Please gather every line below that contains the string "target", matching case exactly.

— start DATA LISTING —

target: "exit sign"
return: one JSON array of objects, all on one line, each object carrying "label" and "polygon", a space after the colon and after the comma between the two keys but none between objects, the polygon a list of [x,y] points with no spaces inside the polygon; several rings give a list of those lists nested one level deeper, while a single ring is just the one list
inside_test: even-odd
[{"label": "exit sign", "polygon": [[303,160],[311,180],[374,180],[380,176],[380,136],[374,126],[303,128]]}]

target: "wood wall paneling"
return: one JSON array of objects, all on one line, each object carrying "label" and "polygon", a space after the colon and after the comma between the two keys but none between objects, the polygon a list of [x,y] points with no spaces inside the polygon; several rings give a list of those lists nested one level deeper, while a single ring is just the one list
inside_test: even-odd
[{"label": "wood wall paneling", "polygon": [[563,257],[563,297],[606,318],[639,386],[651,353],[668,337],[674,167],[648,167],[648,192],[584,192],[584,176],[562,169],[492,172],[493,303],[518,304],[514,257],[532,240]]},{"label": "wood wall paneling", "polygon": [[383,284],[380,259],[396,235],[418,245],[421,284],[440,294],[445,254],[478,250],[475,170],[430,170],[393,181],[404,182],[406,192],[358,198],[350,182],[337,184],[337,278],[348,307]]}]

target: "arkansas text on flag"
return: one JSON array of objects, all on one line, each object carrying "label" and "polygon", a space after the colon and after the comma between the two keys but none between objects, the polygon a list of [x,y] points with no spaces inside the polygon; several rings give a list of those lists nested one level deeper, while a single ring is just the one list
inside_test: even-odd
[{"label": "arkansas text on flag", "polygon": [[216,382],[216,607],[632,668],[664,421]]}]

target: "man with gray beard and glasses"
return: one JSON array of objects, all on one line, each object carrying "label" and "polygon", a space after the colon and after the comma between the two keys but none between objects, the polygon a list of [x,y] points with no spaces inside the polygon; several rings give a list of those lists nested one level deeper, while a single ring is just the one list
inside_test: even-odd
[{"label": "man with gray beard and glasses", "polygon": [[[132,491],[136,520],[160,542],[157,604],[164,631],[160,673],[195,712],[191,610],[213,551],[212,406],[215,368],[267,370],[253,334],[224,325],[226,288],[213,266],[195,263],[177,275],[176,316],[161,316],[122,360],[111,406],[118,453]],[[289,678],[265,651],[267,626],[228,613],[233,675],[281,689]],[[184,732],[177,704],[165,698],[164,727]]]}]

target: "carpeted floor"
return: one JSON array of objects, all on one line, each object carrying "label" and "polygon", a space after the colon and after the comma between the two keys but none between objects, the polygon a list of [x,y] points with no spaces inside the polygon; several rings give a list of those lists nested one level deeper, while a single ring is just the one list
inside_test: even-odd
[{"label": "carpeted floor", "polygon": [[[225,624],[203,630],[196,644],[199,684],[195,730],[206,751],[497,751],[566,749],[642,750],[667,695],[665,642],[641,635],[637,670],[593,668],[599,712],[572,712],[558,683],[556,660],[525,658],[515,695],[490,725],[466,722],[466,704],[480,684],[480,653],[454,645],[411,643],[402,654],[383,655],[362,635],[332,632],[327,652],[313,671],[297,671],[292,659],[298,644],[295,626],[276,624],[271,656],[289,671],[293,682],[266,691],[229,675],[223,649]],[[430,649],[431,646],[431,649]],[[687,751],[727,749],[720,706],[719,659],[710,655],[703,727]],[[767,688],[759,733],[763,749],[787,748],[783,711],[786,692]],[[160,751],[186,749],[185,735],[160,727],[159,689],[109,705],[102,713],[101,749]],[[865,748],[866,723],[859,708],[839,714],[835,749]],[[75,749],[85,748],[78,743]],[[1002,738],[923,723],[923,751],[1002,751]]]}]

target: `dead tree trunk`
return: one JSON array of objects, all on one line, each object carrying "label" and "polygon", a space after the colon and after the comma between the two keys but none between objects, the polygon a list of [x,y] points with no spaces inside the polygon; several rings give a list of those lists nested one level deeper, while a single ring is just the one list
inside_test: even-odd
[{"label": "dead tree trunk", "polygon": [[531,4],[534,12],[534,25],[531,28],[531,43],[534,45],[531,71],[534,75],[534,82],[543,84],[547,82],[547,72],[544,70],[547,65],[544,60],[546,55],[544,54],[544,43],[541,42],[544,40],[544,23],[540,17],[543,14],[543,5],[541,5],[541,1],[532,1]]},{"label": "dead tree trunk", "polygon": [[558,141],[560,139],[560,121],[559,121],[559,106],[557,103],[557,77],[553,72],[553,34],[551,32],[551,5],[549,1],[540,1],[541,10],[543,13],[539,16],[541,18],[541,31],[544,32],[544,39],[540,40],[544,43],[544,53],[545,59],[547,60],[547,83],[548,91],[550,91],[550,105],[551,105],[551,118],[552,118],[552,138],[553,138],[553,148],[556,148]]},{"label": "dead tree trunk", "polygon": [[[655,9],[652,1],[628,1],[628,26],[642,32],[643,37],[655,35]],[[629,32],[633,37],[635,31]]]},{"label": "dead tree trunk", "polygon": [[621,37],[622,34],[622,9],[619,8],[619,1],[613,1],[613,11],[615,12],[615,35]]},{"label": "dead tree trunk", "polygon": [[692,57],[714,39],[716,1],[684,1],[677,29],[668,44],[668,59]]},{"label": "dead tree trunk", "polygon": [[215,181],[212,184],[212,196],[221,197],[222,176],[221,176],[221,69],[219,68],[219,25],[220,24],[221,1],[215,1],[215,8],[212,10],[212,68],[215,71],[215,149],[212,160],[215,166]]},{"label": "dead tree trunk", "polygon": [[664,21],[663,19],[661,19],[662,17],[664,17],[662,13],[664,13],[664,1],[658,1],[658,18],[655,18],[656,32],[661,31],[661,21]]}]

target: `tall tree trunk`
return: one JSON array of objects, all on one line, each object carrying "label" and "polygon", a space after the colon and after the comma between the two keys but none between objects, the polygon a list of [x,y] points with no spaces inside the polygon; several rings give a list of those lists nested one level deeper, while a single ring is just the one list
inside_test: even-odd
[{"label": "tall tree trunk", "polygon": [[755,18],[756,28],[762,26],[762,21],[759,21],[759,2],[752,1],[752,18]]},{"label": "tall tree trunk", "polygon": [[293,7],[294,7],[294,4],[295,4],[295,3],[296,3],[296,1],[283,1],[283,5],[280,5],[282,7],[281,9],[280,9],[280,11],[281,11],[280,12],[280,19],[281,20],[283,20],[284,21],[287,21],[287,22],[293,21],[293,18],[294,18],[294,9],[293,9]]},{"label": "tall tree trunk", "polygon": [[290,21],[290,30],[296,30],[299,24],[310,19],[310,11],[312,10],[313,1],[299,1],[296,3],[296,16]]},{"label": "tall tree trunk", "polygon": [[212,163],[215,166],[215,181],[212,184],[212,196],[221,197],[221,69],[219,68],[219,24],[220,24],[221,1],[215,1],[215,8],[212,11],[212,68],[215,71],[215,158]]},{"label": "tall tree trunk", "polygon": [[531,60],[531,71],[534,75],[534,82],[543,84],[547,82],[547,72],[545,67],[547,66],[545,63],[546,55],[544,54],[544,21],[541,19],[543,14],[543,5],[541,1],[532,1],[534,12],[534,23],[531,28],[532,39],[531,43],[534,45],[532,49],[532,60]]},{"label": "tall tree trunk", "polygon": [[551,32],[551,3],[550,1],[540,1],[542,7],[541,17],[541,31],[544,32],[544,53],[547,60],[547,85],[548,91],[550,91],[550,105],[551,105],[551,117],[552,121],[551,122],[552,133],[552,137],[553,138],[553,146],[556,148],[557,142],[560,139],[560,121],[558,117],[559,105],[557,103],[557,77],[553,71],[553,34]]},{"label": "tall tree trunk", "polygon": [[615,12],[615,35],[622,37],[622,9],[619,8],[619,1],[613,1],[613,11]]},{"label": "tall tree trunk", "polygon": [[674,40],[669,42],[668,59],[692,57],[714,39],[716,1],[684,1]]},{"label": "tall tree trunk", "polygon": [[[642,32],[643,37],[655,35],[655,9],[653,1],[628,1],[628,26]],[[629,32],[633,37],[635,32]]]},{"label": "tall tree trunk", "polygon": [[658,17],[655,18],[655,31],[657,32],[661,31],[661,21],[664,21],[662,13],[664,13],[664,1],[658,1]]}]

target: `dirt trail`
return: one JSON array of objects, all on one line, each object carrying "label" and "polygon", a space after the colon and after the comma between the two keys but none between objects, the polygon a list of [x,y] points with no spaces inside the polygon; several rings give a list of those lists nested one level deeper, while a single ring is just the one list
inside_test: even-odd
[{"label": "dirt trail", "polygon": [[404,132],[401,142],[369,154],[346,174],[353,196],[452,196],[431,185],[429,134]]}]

— end DATA LISTING —

WRITTEN RESPONSE:
target: "exit sign"
target: "wood wall paneling"
target: "arkansas text on flag"
target: "man with gray beard and glasses"
target: "carpeted floor"
target: `dead tree trunk`
target: `tall tree trunk`
target: `dirt trail`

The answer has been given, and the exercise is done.